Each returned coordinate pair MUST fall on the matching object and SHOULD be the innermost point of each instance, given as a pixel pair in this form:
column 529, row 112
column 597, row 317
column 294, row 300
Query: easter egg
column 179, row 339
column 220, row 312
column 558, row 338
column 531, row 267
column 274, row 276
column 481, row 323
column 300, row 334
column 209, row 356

- - -

Your assignment
Each entry above needs to be retyped exactly as it appears.

Exercise solution
Each returned coordinate pair MUST fall on the matching object and SHOULD be the innermost point of each instance, given as a pixel pair in this form:
column 529, row 112
column 597, row 317
column 294, row 300
Query: easter egg
column 179, row 339
column 220, row 312
column 558, row 338
column 531, row 267
column 274, row 276
column 481, row 323
column 300, row 334
column 209, row 356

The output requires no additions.